• [About this exercise]: Give every line of the material again, exactly as written.

• [Material supplied]:
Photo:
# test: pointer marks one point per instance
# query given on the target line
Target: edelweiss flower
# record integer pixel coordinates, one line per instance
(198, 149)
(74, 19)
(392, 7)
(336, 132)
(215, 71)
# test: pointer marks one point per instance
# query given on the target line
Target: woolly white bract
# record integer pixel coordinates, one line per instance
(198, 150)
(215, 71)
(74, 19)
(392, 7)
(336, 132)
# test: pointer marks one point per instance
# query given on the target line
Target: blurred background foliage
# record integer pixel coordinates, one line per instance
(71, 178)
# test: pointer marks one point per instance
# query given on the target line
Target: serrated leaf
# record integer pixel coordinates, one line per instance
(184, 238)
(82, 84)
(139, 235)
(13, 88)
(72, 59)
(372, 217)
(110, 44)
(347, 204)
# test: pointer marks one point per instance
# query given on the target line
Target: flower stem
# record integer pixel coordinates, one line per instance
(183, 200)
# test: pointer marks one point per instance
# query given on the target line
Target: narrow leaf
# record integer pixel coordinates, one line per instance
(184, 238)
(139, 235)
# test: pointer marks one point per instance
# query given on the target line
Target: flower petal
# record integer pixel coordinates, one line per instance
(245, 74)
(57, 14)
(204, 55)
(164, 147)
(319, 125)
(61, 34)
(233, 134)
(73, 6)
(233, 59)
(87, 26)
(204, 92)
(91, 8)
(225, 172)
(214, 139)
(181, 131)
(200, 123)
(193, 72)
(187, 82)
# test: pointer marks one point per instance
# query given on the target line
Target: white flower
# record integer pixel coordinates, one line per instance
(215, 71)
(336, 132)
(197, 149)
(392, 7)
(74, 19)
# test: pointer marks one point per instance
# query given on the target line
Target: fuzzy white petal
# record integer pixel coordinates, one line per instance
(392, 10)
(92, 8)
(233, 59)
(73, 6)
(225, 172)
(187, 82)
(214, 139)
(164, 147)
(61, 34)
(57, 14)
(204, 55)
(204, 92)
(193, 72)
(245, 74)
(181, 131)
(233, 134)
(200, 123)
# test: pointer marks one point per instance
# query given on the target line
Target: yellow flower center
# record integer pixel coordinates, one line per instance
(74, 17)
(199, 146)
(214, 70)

• [Answer area]:
Photo:
# test: pointer marks one point per instance
# query given on the target line
Target: edelweiss flower
# record integer pixel coordinates, one line per instance
(198, 149)
(74, 19)
(392, 7)
(336, 132)
(215, 71)
# test: pointer marks one point per instance
# query given on the target line
Target: woolly white bract
# record integer pixel coordinates, one line per instance
(198, 150)
(215, 71)
(74, 19)
(392, 7)
(336, 132)
# test: pointer marks one point per instance
# query given on the target line
Target: blurred background foliage
# record integer pixel coordinates, one line per instance
(71, 178)
# test: pointer marks one point per instance
# query given on the target line
Target: serrated leaf
# record integer pixel coordinates, one line per instance
(184, 238)
(82, 84)
(139, 235)
(13, 88)
(72, 59)
(372, 217)
(110, 44)
(347, 204)
# test: pointer marks one point per instance
# query given on the target line
Target: flower stem
# record integer pixel coordinates, one line per instance
(183, 200)
# test: pointer marks one point per instance
# query given on the target line
Target: narrow leaf
# record integer pixel coordinates, one line per instance
(184, 238)
(139, 235)
# test: pointer marks one point per instance
# query given on the target line
Target: flower petal
# record integer pixel coordinates, one line per instance
(245, 74)
(57, 14)
(204, 55)
(164, 147)
(319, 125)
(61, 34)
(233, 134)
(73, 6)
(233, 59)
(87, 26)
(204, 92)
(91, 8)
(225, 172)
(214, 139)
(181, 131)
(200, 123)
(193, 72)
(187, 82)
# test: pointer marks one point per instance
# query given on the target line
Target: white flower
# record integer pixel coordinates, one line per instance
(215, 71)
(336, 132)
(197, 149)
(392, 7)
(74, 19)
# test: pointer marks one point per instance
# query given on the target line
Target: fuzzy white petal
# record integer pixel coordinates, one line per instance
(392, 10)
(92, 8)
(233, 59)
(73, 6)
(225, 172)
(187, 82)
(214, 139)
(164, 147)
(61, 34)
(57, 14)
(204, 55)
(204, 92)
(193, 72)
(245, 74)
(181, 131)
(233, 134)
(200, 123)
# test: pointer marks one point per instance
# query given on the target line
Target: yellow flower center
# record integer pixel coordinates, one line per instance
(74, 17)
(199, 146)
(214, 70)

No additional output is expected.